Annotation records
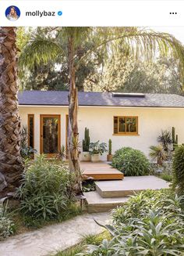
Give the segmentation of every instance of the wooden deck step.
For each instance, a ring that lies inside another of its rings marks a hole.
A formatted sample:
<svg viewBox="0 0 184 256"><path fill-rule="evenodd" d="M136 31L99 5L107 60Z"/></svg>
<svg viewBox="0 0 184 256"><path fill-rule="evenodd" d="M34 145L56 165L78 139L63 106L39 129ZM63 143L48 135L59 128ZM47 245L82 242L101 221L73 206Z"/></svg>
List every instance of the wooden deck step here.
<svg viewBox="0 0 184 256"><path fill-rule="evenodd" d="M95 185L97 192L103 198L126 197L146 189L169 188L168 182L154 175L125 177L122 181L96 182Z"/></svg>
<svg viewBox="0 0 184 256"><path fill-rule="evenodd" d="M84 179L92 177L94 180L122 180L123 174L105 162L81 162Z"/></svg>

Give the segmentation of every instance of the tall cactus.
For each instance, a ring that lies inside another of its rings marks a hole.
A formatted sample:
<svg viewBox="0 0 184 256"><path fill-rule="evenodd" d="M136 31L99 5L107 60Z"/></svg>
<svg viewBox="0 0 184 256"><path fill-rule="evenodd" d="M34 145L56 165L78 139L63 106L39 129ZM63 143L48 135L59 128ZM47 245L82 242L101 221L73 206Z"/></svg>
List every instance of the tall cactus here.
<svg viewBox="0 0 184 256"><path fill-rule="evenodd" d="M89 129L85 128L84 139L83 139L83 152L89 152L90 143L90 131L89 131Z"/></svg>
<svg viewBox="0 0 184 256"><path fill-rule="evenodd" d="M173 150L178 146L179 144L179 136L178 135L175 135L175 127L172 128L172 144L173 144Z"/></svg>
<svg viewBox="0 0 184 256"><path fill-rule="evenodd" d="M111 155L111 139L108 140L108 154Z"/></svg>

### EXERCISE
Render every line of the rows above as a Markdown table with the columns No. and Line, numbering each line and skipping blank lines. Leave the pictures out of the table.

### OUTPUT FOR THIS TASK
| No. | Line |
|---|---|
| 1 | Give the segmentation of every instance of the wooden deck step. |
| 2 | For each instance, a ring that lies inside another of its rings marks a hole. |
| 3 | A formatted sample: |
| 4 | <svg viewBox="0 0 184 256"><path fill-rule="evenodd" d="M136 31L99 5L107 60Z"/></svg> |
| 5 | <svg viewBox="0 0 184 256"><path fill-rule="evenodd" d="M34 145L56 165L78 139L63 106L39 129ZM63 143L48 135L59 128ZM47 245L82 242L101 221L73 206Z"/></svg> |
| 6 | List every instance of the wooden deck step here. |
| 7 | <svg viewBox="0 0 184 256"><path fill-rule="evenodd" d="M95 185L97 192L103 198L126 197L146 189L169 188L168 182L154 175L125 177L122 181L96 182Z"/></svg> |
| 8 | <svg viewBox="0 0 184 256"><path fill-rule="evenodd" d="M84 179L92 177L94 180L122 180L123 174L105 162L81 162Z"/></svg> |
| 9 | Give the segmentation of every instance of the tall cactus. |
| 10 | For each instance, a ring that lies inside another of its rings marks a hole. |
| 11 | A formatted sample: |
| 12 | <svg viewBox="0 0 184 256"><path fill-rule="evenodd" d="M136 31L99 5L107 60Z"/></svg> |
| 13 | <svg viewBox="0 0 184 256"><path fill-rule="evenodd" d="M34 145L56 165L78 139L63 106L39 129ZM63 143L48 135L59 128ZM47 245L82 242L101 221L73 206Z"/></svg> |
| 14 | List every instance of the tall cactus here. |
| 15 | <svg viewBox="0 0 184 256"><path fill-rule="evenodd" d="M89 129L85 128L84 139L83 139L83 152L89 152L90 143L90 131L89 131Z"/></svg> |
| 16 | <svg viewBox="0 0 184 256"><path fill-rule="evenodd" d="M173 150L178 146L179 144L179 136L178 135L175 135L175 127L172 128L172 144L173 144Z"/></svg> |
| 17 | <svg viewBox="0 0 184 256"><path fill-rule="evenodd" d="M111 155L111 139L108 140L108 154Z"/></svg> |